**PROBLEM STATEMENT**
Retype only what runs from the first line of the records to the line with "box: [991, 9, 1014, 242]", inclusive, and no pictures.

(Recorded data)
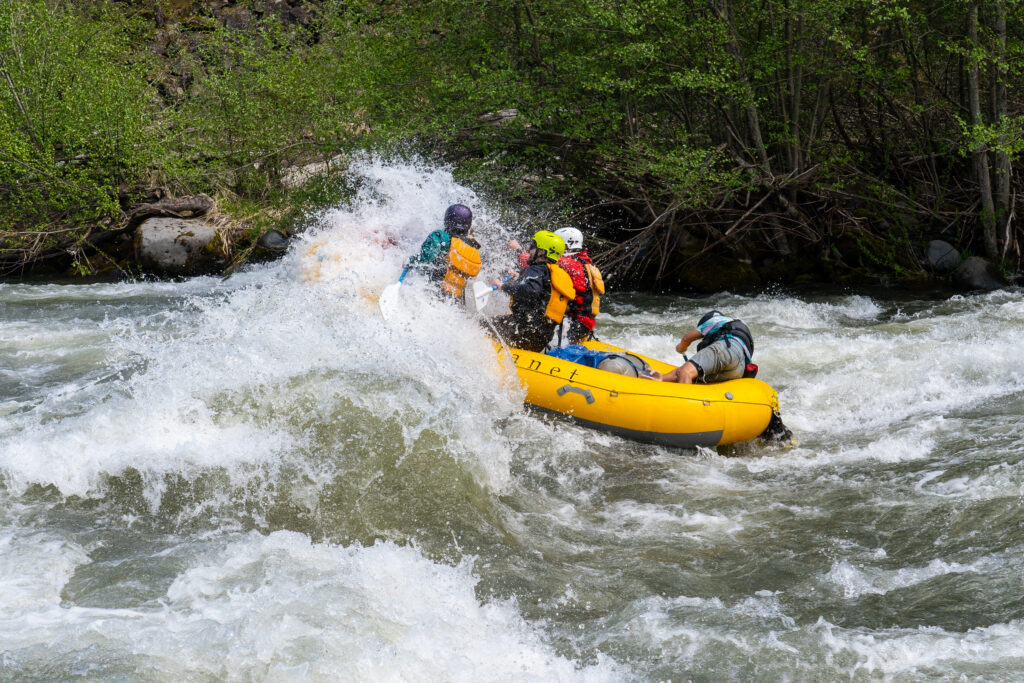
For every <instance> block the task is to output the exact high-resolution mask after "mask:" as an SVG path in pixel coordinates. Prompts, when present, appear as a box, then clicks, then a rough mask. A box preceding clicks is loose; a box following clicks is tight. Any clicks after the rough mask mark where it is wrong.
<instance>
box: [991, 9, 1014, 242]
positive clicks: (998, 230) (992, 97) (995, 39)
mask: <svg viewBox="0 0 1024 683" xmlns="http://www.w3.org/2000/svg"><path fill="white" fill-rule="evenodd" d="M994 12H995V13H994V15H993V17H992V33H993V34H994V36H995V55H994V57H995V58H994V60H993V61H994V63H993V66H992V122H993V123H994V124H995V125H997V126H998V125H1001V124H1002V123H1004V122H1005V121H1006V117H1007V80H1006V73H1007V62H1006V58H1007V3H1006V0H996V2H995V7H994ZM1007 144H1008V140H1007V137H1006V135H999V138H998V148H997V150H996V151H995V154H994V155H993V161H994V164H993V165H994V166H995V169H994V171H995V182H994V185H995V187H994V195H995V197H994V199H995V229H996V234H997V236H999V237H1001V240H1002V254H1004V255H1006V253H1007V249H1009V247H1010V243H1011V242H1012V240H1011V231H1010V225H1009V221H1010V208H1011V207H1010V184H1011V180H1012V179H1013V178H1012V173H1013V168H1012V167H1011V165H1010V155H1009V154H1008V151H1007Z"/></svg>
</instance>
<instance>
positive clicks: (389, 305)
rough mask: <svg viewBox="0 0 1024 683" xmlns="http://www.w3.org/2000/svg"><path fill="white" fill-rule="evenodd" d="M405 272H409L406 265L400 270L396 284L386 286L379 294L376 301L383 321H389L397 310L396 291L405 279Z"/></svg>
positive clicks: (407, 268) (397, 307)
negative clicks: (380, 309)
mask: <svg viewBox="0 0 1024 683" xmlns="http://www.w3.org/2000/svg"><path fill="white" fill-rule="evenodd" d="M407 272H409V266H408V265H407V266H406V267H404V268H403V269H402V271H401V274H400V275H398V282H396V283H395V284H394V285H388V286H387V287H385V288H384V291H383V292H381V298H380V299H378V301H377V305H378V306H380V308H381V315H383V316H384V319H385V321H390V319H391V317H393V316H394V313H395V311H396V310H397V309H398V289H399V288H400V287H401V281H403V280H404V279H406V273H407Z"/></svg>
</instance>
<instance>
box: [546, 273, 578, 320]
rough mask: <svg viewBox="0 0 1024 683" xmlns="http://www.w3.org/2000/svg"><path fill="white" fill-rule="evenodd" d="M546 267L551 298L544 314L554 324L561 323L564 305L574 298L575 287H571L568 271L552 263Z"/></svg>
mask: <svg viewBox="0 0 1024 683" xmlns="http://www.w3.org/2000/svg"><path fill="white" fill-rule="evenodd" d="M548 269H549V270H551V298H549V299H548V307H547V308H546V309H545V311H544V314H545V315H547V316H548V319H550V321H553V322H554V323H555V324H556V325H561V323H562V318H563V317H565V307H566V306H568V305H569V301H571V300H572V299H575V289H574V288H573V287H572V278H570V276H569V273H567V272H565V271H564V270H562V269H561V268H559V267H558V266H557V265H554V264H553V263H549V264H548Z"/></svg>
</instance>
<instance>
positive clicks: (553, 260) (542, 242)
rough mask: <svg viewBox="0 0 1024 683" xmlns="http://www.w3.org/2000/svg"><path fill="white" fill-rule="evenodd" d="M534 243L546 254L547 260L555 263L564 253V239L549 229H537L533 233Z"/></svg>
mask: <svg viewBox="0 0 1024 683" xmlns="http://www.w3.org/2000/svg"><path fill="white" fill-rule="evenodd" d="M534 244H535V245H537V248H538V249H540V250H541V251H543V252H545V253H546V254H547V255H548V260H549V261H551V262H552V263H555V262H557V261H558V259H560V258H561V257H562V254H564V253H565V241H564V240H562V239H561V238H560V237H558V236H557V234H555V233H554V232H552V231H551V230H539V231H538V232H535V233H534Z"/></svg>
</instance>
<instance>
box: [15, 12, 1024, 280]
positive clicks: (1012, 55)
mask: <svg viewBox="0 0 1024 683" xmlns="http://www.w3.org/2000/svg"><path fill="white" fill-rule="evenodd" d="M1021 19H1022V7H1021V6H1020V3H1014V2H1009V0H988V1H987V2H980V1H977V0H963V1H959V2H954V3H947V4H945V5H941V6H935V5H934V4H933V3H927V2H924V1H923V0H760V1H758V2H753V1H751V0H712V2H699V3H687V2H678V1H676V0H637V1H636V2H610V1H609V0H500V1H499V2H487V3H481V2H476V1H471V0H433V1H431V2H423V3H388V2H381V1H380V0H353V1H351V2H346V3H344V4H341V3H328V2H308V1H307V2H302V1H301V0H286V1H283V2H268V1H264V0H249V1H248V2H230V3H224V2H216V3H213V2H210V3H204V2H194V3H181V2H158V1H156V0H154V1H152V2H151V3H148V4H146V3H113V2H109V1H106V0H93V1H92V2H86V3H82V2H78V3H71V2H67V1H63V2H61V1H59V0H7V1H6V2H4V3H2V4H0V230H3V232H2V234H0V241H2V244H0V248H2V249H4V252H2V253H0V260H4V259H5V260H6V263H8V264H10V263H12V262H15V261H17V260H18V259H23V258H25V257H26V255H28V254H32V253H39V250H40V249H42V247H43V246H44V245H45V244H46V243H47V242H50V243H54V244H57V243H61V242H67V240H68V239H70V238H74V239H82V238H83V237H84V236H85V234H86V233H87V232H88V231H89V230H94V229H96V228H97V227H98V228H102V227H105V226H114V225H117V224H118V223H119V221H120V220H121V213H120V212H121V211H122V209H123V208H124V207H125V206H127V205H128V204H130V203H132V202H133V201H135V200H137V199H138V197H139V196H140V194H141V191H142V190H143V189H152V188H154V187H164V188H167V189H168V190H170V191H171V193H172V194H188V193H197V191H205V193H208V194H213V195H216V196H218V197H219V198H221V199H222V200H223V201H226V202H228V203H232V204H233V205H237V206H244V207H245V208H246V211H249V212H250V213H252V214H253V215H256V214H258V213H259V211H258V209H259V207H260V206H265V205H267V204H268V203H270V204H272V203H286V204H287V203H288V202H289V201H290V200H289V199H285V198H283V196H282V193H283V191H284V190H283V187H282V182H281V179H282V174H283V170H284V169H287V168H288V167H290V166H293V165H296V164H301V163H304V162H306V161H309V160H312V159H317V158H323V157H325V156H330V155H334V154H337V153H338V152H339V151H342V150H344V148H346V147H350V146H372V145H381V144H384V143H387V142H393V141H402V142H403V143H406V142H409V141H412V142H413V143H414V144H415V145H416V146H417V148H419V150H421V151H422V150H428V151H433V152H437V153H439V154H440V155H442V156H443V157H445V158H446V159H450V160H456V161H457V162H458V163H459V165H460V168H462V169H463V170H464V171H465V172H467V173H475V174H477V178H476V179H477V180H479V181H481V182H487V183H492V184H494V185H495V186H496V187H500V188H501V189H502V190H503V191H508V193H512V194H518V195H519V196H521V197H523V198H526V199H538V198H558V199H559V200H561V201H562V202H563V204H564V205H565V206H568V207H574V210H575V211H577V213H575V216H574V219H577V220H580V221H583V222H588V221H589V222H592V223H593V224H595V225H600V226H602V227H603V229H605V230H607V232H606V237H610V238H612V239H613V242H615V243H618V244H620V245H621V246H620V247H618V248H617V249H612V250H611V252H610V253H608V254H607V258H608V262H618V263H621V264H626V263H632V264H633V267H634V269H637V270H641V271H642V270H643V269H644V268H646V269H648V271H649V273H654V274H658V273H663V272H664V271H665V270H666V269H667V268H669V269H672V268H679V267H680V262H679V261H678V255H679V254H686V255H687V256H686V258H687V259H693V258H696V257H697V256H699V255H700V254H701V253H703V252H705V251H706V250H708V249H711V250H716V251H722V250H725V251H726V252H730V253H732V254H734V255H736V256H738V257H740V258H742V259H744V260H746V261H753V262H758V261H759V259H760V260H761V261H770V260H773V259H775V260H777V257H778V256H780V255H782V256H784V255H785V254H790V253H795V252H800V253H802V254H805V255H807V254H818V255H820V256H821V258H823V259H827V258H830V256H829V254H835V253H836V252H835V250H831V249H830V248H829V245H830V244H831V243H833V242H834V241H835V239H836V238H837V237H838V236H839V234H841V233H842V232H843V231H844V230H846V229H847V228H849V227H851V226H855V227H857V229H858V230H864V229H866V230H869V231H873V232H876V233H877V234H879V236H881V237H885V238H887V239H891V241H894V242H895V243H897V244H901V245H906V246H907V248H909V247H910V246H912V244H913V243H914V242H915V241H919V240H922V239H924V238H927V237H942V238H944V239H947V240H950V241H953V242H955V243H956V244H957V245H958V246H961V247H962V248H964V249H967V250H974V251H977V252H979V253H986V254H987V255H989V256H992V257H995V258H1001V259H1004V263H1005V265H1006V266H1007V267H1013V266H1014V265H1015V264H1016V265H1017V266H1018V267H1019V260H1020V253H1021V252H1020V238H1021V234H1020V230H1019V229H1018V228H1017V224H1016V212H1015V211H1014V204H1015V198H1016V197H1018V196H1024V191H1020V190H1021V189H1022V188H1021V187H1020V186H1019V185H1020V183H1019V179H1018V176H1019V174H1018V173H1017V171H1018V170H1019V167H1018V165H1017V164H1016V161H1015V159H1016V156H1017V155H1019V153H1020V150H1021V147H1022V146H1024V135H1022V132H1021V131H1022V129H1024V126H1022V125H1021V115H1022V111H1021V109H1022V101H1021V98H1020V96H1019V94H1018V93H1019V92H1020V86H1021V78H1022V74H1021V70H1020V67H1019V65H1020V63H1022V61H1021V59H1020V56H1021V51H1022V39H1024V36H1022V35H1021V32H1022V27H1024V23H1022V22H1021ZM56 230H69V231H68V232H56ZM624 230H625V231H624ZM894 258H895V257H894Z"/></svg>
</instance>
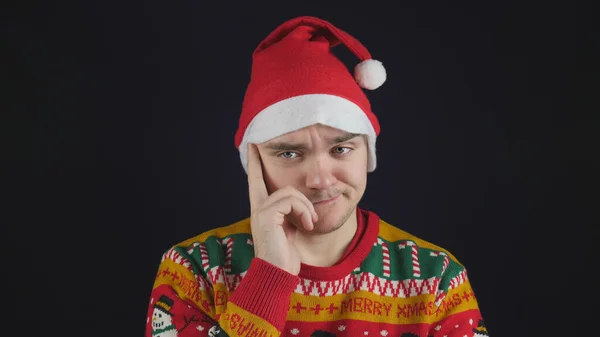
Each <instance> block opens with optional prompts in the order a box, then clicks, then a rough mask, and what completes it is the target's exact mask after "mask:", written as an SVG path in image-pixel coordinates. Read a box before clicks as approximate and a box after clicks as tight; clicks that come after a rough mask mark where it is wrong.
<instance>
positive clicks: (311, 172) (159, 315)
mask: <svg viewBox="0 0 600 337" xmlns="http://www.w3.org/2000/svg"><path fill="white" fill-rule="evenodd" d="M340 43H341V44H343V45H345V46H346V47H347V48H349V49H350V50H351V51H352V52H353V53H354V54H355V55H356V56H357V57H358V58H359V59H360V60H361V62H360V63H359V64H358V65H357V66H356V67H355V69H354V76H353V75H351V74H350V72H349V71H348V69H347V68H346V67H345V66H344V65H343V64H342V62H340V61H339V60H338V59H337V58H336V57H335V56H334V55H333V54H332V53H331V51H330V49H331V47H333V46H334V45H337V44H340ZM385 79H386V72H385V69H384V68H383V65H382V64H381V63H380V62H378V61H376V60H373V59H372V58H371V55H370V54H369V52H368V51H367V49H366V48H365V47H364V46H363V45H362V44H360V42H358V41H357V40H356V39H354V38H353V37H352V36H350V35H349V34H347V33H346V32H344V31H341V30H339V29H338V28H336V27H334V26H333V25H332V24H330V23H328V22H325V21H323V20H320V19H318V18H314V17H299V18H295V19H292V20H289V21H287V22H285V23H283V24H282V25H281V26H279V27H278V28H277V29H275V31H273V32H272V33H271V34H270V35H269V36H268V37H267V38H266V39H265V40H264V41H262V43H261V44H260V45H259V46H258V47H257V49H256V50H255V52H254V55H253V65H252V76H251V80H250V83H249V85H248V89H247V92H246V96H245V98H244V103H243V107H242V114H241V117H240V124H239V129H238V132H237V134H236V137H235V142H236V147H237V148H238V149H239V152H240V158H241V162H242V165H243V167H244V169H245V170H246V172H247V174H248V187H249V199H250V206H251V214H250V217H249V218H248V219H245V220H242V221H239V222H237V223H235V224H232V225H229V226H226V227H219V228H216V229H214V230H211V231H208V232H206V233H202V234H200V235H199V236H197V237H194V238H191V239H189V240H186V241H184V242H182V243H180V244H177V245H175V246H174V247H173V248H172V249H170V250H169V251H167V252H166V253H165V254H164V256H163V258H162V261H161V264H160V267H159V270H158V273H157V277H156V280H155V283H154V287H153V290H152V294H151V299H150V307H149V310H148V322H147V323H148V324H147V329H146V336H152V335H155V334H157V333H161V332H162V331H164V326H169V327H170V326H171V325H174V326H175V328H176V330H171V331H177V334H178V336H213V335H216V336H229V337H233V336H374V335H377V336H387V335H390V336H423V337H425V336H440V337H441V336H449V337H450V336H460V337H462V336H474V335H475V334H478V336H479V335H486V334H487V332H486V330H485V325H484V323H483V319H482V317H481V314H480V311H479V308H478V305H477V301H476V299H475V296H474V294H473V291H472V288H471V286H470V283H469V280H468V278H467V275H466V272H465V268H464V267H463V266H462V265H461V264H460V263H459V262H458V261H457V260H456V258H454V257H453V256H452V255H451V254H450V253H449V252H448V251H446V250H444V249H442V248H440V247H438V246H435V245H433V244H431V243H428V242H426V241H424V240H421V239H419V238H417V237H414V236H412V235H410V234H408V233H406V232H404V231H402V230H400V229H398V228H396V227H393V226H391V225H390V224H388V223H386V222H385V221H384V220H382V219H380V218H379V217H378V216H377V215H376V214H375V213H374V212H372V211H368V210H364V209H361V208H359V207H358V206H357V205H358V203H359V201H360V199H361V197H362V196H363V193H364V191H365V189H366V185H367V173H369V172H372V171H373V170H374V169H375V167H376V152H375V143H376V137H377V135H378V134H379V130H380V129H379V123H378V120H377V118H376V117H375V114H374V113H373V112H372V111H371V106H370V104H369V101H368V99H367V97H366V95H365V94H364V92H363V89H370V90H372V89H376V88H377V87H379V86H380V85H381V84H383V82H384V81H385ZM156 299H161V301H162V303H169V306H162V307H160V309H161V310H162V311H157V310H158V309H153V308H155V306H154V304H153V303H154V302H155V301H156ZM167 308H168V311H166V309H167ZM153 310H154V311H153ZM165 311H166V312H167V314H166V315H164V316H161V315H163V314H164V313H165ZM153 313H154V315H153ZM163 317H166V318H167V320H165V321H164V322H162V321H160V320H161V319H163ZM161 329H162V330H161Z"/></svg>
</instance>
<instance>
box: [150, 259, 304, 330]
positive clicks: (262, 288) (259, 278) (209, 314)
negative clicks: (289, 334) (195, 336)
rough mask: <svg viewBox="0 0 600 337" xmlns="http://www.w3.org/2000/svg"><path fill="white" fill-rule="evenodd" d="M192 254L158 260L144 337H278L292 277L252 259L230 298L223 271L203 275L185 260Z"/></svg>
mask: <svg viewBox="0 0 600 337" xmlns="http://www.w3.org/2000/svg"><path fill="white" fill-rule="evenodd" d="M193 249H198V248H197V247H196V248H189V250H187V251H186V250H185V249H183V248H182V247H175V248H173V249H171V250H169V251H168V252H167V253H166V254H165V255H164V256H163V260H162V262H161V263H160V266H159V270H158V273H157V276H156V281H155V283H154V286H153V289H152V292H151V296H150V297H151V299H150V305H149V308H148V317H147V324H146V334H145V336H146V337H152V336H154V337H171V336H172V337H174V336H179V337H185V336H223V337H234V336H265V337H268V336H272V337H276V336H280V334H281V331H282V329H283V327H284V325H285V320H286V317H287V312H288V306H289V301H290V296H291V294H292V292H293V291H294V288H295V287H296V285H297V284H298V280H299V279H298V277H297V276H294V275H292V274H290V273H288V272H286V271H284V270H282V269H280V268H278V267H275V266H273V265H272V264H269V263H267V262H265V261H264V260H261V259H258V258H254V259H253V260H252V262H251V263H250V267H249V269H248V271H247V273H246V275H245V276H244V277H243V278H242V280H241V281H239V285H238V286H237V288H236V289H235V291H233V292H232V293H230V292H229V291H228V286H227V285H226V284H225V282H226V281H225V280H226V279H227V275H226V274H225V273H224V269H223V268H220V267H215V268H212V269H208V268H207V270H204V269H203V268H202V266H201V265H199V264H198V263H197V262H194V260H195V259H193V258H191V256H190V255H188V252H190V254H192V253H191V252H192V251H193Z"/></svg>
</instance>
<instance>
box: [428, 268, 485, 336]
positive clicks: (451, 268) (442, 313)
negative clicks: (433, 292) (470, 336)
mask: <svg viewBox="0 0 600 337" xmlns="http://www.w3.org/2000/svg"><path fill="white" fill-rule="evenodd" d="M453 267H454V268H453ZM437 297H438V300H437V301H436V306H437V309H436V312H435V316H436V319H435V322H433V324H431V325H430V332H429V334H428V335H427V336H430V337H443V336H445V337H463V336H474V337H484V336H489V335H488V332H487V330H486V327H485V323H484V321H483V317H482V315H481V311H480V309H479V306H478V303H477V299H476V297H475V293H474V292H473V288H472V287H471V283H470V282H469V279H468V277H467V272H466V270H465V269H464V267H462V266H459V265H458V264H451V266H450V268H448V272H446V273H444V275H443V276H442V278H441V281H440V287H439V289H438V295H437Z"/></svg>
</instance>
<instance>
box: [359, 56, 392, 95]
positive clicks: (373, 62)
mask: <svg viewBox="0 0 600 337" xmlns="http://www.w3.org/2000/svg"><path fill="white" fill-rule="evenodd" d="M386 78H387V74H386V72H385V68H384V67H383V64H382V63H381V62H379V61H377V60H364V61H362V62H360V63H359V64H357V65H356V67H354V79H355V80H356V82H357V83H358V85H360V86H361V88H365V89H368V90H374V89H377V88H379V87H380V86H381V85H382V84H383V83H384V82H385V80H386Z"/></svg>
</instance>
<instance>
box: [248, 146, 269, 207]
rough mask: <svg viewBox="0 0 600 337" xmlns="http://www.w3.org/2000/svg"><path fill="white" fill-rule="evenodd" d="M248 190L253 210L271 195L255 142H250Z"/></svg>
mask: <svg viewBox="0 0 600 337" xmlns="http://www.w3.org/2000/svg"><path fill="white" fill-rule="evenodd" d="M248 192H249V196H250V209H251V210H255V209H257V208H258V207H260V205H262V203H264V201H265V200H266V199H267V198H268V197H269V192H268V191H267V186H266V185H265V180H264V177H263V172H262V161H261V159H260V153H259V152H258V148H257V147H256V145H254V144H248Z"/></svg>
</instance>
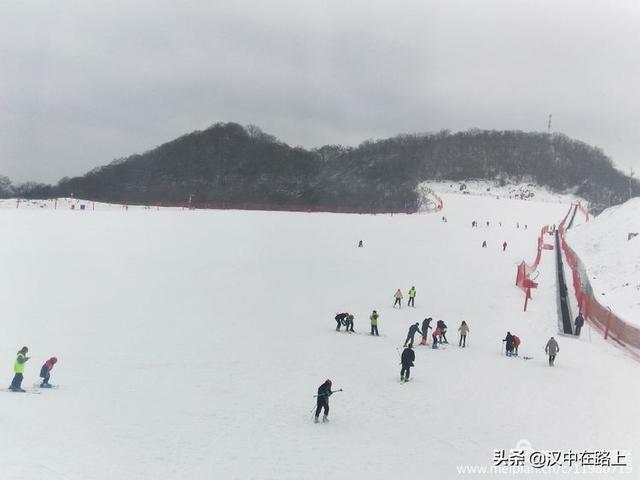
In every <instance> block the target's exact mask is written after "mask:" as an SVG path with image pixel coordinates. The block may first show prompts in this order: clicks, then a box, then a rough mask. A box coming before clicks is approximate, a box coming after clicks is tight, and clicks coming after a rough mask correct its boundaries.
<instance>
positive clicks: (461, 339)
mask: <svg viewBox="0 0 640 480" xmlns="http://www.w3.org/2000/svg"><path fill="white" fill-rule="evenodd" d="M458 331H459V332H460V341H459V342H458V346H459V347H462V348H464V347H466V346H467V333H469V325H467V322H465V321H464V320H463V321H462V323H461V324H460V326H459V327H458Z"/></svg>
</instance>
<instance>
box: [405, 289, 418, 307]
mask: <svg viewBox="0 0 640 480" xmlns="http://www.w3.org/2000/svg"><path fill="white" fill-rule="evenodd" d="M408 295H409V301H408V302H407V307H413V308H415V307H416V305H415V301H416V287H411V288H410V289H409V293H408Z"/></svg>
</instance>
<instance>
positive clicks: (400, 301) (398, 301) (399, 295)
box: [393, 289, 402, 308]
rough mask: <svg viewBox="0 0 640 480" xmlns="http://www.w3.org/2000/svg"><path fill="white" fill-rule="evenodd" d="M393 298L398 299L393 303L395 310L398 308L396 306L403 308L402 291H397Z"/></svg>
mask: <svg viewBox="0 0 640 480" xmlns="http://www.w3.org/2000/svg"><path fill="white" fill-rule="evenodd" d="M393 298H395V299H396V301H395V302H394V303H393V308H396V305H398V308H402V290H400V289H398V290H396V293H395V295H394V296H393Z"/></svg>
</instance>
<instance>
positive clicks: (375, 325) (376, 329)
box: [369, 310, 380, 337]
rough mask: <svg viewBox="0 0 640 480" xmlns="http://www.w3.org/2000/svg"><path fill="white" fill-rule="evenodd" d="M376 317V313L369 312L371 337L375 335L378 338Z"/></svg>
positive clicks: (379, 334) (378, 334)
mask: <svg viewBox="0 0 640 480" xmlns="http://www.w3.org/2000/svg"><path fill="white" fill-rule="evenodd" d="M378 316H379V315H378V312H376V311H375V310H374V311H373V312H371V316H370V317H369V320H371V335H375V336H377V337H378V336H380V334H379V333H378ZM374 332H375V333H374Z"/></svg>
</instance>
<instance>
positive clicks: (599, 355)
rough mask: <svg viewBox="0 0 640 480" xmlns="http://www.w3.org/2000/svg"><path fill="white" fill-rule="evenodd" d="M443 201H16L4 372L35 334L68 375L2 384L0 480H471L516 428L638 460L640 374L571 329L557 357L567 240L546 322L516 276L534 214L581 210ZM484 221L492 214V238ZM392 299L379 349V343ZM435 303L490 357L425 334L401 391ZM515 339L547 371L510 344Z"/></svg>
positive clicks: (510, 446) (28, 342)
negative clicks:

**SOLVED PROBLEM**
For every <instance> block the task is to output the exact high-resolution mask after "mask:" as an SVG path in pixel coordinates. Prompts, when present, appear as a box, then clicks, then a rough mask. A box preceding clicks is loose; a box following clicks is tight. Any clicks after the rough mask mark where it is wrong.
<instance>
box: [991, 9, 1014, 242]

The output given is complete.